(Extracts from a box-labeled dataset)
Start

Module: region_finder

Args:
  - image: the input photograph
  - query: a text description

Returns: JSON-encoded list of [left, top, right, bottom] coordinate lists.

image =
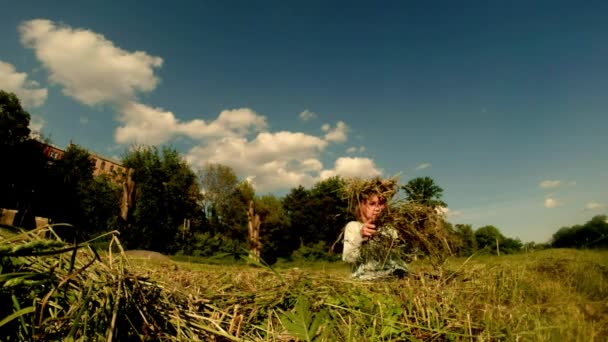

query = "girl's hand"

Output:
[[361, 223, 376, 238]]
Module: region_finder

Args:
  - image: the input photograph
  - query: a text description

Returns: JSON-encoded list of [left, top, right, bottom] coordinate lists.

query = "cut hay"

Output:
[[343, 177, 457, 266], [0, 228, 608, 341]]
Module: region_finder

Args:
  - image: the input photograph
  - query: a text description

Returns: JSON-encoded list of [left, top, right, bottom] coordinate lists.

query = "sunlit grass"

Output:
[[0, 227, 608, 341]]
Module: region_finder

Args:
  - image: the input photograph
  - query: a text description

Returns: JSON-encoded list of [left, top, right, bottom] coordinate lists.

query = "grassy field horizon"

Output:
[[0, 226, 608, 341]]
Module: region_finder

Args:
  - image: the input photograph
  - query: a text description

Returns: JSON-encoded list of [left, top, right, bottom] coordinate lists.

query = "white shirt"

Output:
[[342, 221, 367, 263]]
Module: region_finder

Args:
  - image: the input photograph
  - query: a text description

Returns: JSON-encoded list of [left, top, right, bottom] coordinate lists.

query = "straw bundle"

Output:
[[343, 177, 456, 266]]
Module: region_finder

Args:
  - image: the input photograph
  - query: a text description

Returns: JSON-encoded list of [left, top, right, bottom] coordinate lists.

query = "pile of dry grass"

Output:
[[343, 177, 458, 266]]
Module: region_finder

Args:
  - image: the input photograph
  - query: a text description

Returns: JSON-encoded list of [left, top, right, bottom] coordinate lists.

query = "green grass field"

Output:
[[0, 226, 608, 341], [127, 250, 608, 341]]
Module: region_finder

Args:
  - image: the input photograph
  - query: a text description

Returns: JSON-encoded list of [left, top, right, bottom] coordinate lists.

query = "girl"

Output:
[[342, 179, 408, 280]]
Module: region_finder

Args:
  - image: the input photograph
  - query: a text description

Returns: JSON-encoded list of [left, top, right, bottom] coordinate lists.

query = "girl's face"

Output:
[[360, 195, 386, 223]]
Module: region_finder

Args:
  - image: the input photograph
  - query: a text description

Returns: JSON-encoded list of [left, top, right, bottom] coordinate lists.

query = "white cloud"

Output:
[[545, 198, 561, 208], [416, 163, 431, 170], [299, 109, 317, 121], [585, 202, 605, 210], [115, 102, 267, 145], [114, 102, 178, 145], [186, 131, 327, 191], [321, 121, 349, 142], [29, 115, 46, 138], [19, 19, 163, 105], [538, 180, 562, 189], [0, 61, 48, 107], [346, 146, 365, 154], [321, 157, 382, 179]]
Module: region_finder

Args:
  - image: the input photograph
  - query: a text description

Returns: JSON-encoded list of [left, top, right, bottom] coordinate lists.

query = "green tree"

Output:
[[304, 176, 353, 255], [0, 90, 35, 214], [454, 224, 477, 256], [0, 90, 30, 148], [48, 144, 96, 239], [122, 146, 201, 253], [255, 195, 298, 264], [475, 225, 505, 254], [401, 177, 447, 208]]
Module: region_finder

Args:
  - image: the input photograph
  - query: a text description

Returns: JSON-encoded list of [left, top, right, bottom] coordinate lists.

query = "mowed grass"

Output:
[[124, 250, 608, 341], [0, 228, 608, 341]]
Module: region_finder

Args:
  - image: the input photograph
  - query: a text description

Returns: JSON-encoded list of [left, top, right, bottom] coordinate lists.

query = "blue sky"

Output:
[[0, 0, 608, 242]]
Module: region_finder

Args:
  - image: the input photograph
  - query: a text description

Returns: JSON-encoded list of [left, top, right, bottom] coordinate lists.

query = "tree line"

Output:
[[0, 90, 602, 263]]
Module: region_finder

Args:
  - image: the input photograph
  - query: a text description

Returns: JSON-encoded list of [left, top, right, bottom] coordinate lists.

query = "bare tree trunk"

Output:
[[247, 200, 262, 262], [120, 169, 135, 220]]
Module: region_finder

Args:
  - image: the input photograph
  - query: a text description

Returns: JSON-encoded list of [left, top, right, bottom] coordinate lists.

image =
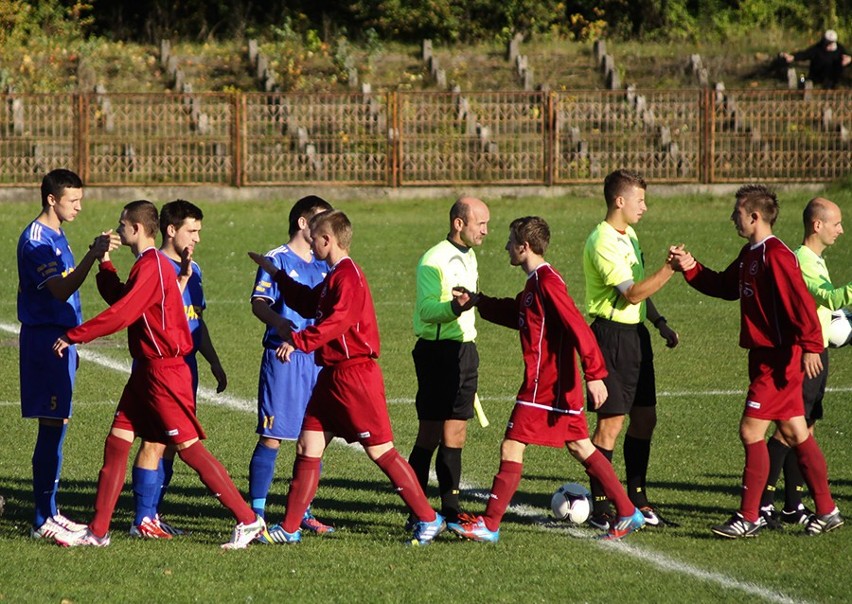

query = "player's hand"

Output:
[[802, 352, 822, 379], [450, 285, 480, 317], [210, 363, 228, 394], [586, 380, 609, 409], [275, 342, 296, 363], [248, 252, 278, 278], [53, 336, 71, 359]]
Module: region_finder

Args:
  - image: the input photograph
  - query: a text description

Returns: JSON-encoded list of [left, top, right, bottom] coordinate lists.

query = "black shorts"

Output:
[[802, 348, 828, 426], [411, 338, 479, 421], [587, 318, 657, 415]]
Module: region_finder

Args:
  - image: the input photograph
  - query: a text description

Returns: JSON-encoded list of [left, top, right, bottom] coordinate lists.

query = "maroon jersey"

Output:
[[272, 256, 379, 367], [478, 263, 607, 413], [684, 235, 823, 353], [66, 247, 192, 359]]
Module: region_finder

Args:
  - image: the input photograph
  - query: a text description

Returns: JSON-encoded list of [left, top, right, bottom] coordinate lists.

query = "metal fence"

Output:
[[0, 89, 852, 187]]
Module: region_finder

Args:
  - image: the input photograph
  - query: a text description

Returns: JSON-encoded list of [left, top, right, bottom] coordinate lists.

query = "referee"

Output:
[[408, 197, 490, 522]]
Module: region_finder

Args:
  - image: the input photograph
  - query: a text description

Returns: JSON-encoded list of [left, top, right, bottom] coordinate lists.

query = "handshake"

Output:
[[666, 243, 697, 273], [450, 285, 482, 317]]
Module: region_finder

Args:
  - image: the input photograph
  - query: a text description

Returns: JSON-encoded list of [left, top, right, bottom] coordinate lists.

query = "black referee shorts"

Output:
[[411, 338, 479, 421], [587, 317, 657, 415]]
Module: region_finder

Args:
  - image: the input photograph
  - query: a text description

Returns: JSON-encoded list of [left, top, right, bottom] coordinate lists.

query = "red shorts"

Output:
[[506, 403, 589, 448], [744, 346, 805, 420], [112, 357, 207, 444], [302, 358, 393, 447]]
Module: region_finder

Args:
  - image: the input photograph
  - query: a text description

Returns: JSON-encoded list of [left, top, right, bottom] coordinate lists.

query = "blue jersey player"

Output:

End
Start

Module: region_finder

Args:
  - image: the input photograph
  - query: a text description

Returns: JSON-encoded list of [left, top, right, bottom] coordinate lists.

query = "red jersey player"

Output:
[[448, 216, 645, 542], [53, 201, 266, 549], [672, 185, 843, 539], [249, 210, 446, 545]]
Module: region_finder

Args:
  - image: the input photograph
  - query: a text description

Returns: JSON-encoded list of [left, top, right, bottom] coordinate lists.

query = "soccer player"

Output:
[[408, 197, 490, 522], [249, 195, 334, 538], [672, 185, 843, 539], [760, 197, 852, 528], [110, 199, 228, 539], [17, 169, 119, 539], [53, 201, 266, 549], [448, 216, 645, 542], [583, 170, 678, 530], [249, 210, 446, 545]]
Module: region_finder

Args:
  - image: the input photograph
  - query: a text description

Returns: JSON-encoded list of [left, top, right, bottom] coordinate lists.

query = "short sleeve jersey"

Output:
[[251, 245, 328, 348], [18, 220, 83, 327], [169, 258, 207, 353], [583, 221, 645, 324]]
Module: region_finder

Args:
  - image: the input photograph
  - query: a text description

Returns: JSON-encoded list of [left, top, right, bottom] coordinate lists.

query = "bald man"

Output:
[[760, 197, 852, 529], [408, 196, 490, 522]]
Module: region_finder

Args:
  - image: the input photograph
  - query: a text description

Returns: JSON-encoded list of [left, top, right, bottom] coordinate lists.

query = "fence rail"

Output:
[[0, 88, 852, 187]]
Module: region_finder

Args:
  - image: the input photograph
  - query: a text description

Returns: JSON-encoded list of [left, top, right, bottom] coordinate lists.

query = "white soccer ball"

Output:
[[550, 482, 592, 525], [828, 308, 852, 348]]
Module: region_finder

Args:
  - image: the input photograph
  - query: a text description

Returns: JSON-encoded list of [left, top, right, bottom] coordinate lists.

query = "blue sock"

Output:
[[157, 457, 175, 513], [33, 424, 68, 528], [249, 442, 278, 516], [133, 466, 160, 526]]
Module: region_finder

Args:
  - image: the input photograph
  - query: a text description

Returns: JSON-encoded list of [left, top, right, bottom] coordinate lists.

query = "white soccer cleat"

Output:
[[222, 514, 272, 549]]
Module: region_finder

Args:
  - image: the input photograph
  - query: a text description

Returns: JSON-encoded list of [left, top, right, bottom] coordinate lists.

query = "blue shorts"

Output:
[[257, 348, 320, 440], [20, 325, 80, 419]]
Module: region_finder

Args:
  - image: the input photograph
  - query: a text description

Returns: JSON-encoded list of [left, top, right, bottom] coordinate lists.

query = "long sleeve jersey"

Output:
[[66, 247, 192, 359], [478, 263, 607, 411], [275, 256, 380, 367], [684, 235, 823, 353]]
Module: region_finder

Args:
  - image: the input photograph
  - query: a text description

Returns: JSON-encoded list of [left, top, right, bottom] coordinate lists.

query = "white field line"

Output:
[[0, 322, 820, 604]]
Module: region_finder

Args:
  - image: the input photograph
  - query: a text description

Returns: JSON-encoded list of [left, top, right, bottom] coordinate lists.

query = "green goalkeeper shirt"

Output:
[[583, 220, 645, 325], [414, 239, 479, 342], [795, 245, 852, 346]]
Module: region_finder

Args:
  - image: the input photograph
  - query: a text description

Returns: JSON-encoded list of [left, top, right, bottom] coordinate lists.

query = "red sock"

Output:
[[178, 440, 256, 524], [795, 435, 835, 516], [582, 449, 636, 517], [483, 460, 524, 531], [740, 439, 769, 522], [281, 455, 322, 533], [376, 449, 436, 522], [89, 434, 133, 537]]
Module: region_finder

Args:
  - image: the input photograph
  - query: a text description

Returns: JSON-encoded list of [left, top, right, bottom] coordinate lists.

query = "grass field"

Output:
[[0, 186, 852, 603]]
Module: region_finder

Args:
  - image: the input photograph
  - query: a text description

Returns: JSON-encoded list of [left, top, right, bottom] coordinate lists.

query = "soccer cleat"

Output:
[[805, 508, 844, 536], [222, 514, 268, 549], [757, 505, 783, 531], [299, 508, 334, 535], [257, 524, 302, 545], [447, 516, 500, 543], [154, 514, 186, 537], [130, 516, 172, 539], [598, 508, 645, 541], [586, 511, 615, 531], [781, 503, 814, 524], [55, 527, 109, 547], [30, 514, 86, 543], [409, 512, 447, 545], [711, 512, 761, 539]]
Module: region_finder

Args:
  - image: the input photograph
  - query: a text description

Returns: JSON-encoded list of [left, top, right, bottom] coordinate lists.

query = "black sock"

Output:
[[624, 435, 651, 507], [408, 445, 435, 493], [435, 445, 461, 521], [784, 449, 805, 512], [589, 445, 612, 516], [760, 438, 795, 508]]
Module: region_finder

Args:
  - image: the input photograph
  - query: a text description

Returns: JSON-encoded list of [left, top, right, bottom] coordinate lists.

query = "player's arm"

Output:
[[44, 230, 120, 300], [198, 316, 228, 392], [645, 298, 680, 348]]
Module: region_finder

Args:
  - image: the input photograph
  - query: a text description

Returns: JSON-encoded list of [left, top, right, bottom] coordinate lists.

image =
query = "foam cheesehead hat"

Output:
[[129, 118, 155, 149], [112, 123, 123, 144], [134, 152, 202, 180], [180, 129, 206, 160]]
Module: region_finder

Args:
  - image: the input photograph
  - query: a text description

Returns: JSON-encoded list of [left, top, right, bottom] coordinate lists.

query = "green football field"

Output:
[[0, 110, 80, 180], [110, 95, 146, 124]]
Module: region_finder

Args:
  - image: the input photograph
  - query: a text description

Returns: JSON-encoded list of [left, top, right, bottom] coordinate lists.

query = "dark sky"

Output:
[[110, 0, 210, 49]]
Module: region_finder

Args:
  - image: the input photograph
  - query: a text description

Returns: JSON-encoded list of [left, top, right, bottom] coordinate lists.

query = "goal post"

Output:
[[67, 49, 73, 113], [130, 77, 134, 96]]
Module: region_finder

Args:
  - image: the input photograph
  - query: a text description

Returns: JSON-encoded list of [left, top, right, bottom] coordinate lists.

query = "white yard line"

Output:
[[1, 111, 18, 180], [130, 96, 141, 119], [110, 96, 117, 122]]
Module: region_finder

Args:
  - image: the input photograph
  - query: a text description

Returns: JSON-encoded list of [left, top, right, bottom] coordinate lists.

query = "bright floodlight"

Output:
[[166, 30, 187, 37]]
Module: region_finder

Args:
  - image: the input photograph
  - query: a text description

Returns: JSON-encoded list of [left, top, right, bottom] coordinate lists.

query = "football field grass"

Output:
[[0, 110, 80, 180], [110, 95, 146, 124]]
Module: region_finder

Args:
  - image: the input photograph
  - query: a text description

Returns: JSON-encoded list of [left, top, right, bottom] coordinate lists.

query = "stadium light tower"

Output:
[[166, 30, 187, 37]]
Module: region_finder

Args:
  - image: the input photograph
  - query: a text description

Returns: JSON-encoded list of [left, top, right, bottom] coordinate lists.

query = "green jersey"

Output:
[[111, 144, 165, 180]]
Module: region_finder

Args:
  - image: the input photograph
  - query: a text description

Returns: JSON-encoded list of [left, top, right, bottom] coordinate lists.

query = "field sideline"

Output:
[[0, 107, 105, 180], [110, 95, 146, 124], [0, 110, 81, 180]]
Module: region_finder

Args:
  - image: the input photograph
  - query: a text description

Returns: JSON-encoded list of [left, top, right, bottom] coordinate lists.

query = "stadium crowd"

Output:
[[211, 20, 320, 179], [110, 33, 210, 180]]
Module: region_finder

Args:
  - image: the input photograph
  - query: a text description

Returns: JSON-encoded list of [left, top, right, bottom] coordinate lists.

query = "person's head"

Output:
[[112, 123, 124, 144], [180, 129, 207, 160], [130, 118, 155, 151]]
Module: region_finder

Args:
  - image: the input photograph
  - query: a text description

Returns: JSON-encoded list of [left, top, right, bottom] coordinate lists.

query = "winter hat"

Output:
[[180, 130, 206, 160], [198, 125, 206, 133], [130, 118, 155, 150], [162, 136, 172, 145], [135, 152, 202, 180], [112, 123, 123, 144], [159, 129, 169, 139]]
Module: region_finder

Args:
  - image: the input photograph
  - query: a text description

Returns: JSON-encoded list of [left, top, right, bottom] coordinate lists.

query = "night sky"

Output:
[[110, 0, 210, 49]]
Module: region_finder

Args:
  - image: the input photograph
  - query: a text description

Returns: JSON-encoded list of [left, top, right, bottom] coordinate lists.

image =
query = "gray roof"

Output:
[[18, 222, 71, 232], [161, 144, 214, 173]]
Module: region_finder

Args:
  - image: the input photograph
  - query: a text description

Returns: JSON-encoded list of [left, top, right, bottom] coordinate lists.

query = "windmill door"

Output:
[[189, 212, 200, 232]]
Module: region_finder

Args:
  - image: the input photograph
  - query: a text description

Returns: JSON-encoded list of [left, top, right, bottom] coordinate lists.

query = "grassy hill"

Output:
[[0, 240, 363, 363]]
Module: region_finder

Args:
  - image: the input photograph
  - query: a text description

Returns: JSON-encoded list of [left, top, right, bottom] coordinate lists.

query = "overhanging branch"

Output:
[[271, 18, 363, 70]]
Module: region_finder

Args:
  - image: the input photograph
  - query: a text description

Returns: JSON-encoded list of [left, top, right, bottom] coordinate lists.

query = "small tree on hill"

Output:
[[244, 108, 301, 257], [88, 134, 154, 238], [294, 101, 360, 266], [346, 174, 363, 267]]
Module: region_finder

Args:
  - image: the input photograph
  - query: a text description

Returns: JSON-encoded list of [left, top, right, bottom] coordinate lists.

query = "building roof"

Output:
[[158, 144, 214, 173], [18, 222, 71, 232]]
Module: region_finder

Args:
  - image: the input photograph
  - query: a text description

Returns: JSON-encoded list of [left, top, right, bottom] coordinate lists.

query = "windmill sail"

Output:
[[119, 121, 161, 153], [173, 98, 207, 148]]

End

**What is needed**
Please pull out every line of the records that contains the string "sleeve". Matching is case-sensitive.

**Answer below**
query = "short sleeve jersey"
query = "long sleeve jersey"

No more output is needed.